Exercise description. Add 50 to every coordinate in the answers of the entries below, and write those lines out again with the requests included, starting at the line that has "Would you be able to point at the edelweiss" and stopping after the last entry. Please leave the pictures out of your answer.

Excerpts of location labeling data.
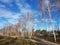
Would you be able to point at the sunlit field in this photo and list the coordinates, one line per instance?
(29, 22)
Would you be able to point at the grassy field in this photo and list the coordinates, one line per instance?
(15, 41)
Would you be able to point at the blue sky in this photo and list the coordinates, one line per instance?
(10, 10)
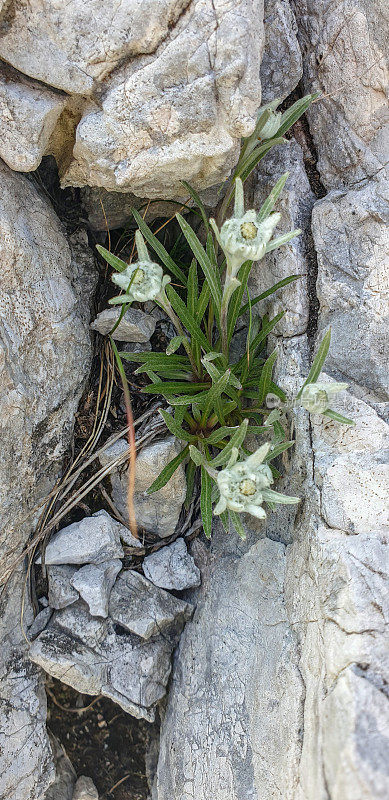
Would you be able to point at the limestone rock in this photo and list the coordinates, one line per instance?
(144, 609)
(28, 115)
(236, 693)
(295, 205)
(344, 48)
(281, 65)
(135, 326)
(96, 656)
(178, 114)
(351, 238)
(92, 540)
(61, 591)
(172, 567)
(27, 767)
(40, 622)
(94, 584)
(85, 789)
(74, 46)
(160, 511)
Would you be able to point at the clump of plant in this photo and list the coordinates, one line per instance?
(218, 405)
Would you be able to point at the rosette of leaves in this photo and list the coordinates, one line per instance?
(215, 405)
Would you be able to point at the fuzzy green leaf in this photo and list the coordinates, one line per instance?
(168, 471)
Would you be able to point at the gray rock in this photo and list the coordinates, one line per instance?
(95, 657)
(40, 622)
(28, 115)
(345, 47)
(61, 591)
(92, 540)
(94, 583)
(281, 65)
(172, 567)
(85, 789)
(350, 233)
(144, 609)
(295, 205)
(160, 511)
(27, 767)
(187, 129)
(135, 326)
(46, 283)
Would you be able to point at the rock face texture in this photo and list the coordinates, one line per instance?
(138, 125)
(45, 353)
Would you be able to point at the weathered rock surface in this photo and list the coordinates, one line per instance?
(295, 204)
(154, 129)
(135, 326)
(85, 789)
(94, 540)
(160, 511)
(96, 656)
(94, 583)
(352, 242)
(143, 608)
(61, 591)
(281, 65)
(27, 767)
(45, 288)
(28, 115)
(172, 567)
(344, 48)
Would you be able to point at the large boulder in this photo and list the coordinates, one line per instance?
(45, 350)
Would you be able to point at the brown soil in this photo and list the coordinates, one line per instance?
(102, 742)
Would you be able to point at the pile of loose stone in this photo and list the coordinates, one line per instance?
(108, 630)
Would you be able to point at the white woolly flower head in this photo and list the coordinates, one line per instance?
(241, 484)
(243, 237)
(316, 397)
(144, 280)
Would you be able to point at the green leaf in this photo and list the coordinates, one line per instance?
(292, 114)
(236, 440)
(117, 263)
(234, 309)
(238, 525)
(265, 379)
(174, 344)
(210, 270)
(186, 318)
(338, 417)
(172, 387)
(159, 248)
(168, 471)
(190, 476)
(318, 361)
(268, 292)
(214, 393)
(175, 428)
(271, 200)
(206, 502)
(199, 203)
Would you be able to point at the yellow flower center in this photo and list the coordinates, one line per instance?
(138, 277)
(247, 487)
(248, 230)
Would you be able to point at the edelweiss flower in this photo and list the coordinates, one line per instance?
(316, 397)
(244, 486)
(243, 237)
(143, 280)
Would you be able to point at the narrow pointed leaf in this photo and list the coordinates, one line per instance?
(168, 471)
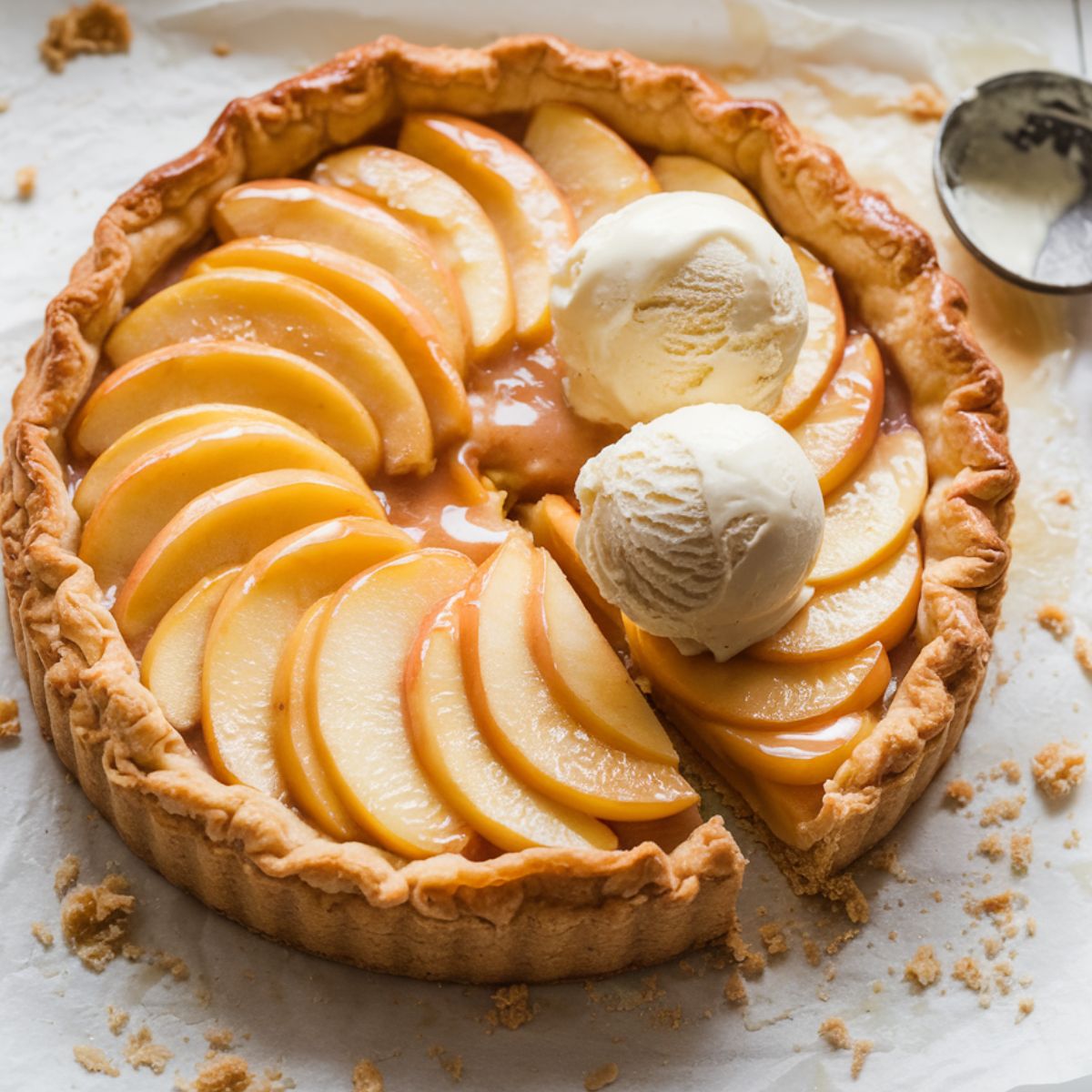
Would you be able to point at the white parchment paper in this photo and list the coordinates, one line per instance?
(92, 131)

Right answer.
Would you be able to point at the edelweiss flower in this photo and list the coordinates, one line per instance?
(366, 447)
(294, 536)
(293, 287)
(193, 330)
Would you be able to point at the narrow pointed leaf in this photo and list the coordinates, one line per instance?
(218, 521)
Would you be able to point at the white parchment paper in this photo and list the coordinates, one line per instance?
(142, 181)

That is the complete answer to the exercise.